(Information provided Opens)

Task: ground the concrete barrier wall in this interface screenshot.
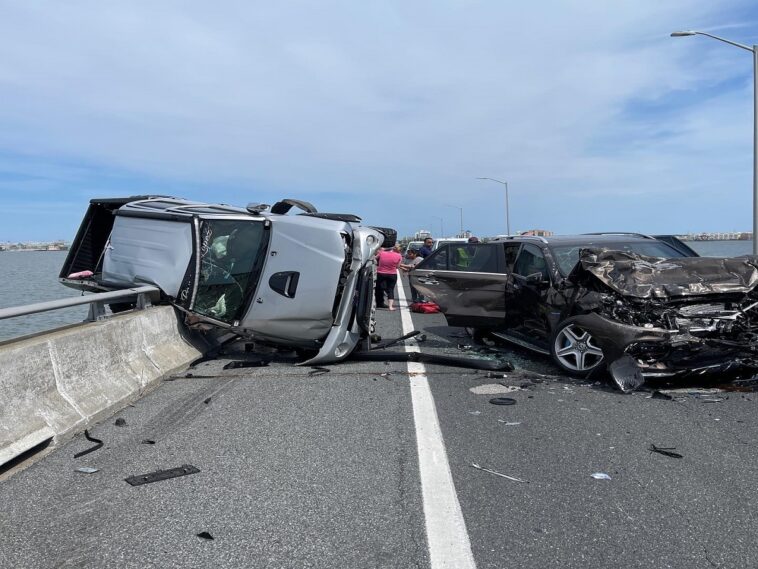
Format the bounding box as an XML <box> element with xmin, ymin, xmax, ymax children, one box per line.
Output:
<box><xmin>0</xmin><ymin>306</ymin><xmax>205</xmax><ymax>467</ymax></box>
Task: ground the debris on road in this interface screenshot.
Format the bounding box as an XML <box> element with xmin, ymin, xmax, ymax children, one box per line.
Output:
<box><xmin>650</xmin><ymin>391</ymin><xmax>674</xmax><ymax>401</ymax></box>
<box><xmin>497</xmin><ymin>420</ymin><xmax>521</xmax><ymax>426</ymax></box>
<box><xmin>73</xmin><ymin>430</ymin><xmax>104</xmax><ymax>459</ymax></box>
<box><xmin>196</xmin><ymin>532</ymin><xmax>214</xmax><ymax>540</ymax></box>
<box><xmin>140</xmin><ymin>440</ymin><xmax>156</xmax><ymax>445</ymax></box>
<box><xmin>591</xmin><ymin>472</ymin><xmax>612</xmax><ymax>480</ymax></box>
<box><xmin>114</xmin><ymin>418</ymin><xmax>127</xmax><ymax>427</ymax></box>
<box><xmin>125</xmin><ymin>464</ymin><xmax>201</xmax><ymax>486</ymax></box>
<box><xmin>489</xmin><ymin>397</ymin><xmax>517</xmax><ymax>406</ymax></box>
<box><xmin>470</xmin><ymin>384</ymin><xmax>520</xmax><ymax>395</ymax></box>
<box><xmin>468</xmin><ymin>411</ymin><xmax>481</xmax><ymax>416</ymax></box>
<box><xmin>470</xmin><ymin>463</ymin><xmax>527</xmax><ymax>483</ymax></box>
<box><xmin>75</xmin><ymin>467</ymin><xmax>99</xmax><ymax>474</ymax></box>
<box><xmin>223</xmin><ymin>358</ymin><xmax>270</xmax><ymax>370</ymax></box>
<box><xmin>648</xmin><ymin>444</ymin><xmax>684</xmax><ymax>459</ymax></box>
<box><xmin>308</xmin><ymin>367</ymin><xmax>331</xmax><ymax>376</ymax></box>
<box><xmin>371</xmin><ymin>330</ymin><xmax>421</xmax><ymax>349</ymax></box>
<box><xmin>350</xmin><ymin>350</ymin><xmax>513</xmax><ymax>371</ymax></box>
<box><xmin>609</xmin><ymin>355</ymin><xmax>644</xmax><ymax>393</ymax></box>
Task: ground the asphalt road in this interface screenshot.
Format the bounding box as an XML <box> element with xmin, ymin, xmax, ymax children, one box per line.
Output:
<box><xmin>2</xmin><ymin>277</ymin><xmax>758</xmax><ymax>568</ymax></box>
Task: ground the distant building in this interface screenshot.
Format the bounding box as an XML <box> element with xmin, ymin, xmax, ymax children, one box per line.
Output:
<box><xmin>520</xmin><ymin>229</ymin><xmax>554</xmax><ymax>237</ymax></box>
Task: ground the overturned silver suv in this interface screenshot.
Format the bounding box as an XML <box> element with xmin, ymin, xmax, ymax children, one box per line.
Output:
<box><xmin>60</xmin><ymin>196</ymin><xmax>393</xmax><ymax>365</ymax></box>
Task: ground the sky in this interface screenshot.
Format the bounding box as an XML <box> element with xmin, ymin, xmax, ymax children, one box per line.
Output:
<box><xmin>1</xmin><ymin>1</ymin><xmax>757</xmax><ymax>241</ymax></box>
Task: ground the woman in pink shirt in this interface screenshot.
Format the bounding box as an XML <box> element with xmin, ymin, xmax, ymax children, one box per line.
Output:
<box><xmin>375</xmin><ymin>246</ymin><xmax>403</xmax><ymax>311</ymax></box>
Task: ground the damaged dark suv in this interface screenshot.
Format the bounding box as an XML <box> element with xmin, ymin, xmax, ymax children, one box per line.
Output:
<box><xmin>410</xmin><ymin>233</ymin><xmax>758</xmax><ymax>389</ymax></box>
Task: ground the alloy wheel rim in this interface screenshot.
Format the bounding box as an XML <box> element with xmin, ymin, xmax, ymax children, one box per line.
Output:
<box><xmin>553</xmin><ymin>324</ymin><xmax>604</xmax><ymax>371</ymax></box>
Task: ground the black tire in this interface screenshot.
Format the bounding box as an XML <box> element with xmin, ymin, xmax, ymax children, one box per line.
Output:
<box><xmin>370</xmin><ymin>226</ymin><xmax>397</xmax><ymax>248</ymax></box>
<box><xmin>550</xmin><ymin>319</ymin><xmax>605</xmax><ymax>377</ymax></box>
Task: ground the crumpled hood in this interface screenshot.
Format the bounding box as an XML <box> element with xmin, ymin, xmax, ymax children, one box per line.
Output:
<box><xmin>568</xmin><ymin>249</ymin><xmax>758</xmax><ymax>299</ymax></box>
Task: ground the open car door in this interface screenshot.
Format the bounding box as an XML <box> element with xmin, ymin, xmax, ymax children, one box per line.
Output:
<box><xmin>410</xmin><ymin>243</ymin><xmax>508</xmax><ymax>328</ymax></box>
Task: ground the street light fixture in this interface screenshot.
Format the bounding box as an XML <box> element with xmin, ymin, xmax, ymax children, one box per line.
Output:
<box><xmin>431</xmin><ymin>215</ymin><xmax>444</xmax><ymax>238</ymax></box>
<box><xmin>477</xmin><ymin>177</ymin><xmax>511</xmax><ymax>235</ymax></box>
<box><xmin>671</xmin><ymin>29</ymin><xmax>758</xmax><ymax>254</ymax></box>
<box><xmin>445</xmin><ymin>204</ymin><xmax>464</xmax><ymax>236</ymax></box>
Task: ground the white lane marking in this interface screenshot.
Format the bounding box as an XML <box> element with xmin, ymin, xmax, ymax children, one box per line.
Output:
<box><xmin>396</xmin><ymin>277</ymin><xmax>477</xmax><ymax>569</ymax></box>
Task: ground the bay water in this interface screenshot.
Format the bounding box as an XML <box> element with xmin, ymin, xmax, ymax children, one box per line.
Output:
<box><xmin>0</xmin><ymin>240</ymin><xmax>752</xmax><ymax>342</ymax></box>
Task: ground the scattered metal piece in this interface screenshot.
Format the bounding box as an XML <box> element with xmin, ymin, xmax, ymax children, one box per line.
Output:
<box><xmin>73</xmin><ymin>430</ymin><xmax>104</xmax><ymax>458</ymax></box>
<box><xmin>470</xmin><ymin>463</ymin><xmax>526</xmax><ymax>483</ymax></box>
<box><xmin>350</xmin><ymin>350</ymin><xmax>513</xmax><ymax>371</ymax></box>
<box><xmin>141</xmin><ymin>439</ymin><xmax>156</xmax><ymax>445</ymax></box>
<box><xmin>125</xmin><ymin>464</ymin><xmax>201</xmax><ymax>486</ymax></box>
<box><xmin>115</xmin><ymin>418</ymin><xmax>127</xmax><ymax>427</ymax></box>
<box><xmin>75</xmin><ymin>467</ymin><xmax>99</xmax><ymax>474</ymax></box>
<box><xmin>471</xmin><ymin>384</ymin><xmax>519</xmax><ymax>395</ymax></box>
<box><xmin>371</xmin><ymin>330</ymin><xmax>421</xmax><ymax>350</ymax></box>
<box><xmin>223</xmin><ymin>359</ymin><xmax>270</xmax><ymax>370</ymax></box>
<box><xmin>650</xmin><ymin>391</ymin><xmax>673</xmax><ymax>401</ymax></box>
<box><xmin>609</xmin><ymin>355</ymin><xmax>644</xmax><ymax>393</ymax></box>
<box><xmin>591</xmin><ymin>472</ymin><xmax>612</xmax><ymax>480</ymax></box>
<box><xmin>468</xmin><ymin>411</ymin><xmax>481</xmax><ymax>416</ymax></box>
<box><xmin>204</xmin><ymin>397</ymin><xmax>212</xmax><ymax>404</ymax></box>
<box><xmin>308</xmin><ymin>366</ymin><xmax>331</xmax><ymax>376</ymax></box>
<box><xmin>489</xmin><ymin>397</ymin><xmax>517</xmax><ymax>406</ymax></box>
<box><xmin>648</xmin><ymin>444</ymin><xmax>683</xmax><ymax>459</ymax></box>
<box><xmin>196</xmin><ymin>532</ymin><xmax>214</xmax><ymax>540</ymax></box>
<box><xmin>497</xmin><ymin>420</ymin><xmax>521</xmax><ymax>426</ymax></box>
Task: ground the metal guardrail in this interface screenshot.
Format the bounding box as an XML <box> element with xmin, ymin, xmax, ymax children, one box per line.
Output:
<box><xmin>0</xmin><ymin>285</ymin><xmax>161</xmax><ymax>323</ymax></box>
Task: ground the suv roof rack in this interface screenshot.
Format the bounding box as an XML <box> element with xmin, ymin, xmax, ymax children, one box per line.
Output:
<box><xmin>583</xmin><ymin>232</ymin><xmax>655</xmax><ymax>240</ymax></box>
<box><xmin>496</xmin><ymin>235</ymin><xmax>550</xmax><ymax>244</ymax></box>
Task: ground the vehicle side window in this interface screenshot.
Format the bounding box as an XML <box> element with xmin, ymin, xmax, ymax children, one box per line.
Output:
<box><xmin>503</xmin><ymin>244</ymin><xmax>520</xmax><ymax>270</ymax></box>
<box><xmin>421</xmin><ymin>246</ymin><xmax>448</xmax><ymax>270</ymax></box>
<box><xmin>448</xmin><ymin>244</ymin><xmax>499</xmax><ymax>272</ymax></box>
<box><xmin>512</xmin><ymin>244</ymin><xmax>549</xmax><ymax>281</ymax></box>
<box><xmin>194</xmin><ymin>220</ymin><xmax>265</xmax><ymax>323</ymax></box>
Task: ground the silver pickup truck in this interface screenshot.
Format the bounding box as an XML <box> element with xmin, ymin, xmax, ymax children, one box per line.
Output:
<box><xmin>60</xmin><ymin>196</ymin><xmax>395</xmax><ymax>365</ymax></box>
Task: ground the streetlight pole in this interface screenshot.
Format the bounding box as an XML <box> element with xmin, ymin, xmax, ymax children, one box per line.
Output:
<box><xmin>445</xmin><ymin>204</ymin><xmax>464</xmax><ymax>236</ymax></box>
<box><xmin>477</xmin><ymin>177</ymin><xmax>510</xmax><ymax>235</ymax></box>
<box><xmin>431</xmin><ymin>215</ymin><xmax>444</xmax><ymax>238</ymax></box>
<box><xmin>671</xmin><ymin>30</ymin><xmax>758</xmax><ymax>254</ymax></box>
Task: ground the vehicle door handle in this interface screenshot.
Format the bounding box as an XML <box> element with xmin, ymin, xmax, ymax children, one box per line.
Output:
<box><xmin>269</xmin><ymin>271</ymin><xmax>300</xmax><ymax>298</ymax></box>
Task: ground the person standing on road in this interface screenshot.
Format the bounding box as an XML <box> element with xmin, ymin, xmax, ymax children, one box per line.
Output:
<box><xmin>418</xmin><ymin>237</ymin><xmax>434</xmax><ymax>258</ymax></box>
<box><xmin>376</xmin><ymin>246</ymin><xmax>403</xmax><ymax>311</ymax></box>
<box><xmin>400</xmin><ymin>248</ymin><xmax>424</xmax><ymax>302</ymax></box>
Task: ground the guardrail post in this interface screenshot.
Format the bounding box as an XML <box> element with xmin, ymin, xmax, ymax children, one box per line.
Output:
<box><xmin>86</xmin><ymin>301</ymin><xmax>108</xmax><ymax>322</ymax></box>
<box><xmin>136</xmin><ymin>292</ymin><xmax>152</xmax><ymax>311</ymax></box>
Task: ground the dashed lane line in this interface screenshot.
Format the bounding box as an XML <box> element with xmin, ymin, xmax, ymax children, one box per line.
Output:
<box><xmin>395</xmin><ymin>278</ymin><xmax>477</xmax><ymax>569</ymax></box>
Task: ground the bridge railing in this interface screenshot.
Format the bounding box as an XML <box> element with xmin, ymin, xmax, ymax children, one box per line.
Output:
<box><xmin>0</xmin><ymin>285</ymin><xmax>161</xmax><ymax>323</ymax></box>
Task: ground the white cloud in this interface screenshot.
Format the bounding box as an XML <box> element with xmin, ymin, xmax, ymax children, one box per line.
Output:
<box><xmin>0</xmin><ymin>0</ymin><xmax>755</xmax><ymax>238</ymax></box>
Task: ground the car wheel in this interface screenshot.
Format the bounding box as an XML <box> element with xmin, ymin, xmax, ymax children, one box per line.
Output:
<box><xmin>550</xmin><ymin>320</ymin><xmax>604</xmax><ymax>376</ymax></box>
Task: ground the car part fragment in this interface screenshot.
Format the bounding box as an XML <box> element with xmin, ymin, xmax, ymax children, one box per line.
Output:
<box><xmin>125</xmin><ymin>464</ymin><xmax>200</xmax><ymax>486</ymax></box>
<box><xmin>73</xmin><ymin>430</ymin><xmax>104</xmax><ymax>459</ymax></box>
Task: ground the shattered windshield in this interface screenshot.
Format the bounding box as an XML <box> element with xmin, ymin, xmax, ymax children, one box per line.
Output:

(Information provided Closes)

• _What the task asks_: What lines in the records contain the word "door"? Return each one.

• _Solution to this problem_:
Task: ground the open car door in this interface screenshot.
Task: ground the vehicle door handle in this interface screenshot.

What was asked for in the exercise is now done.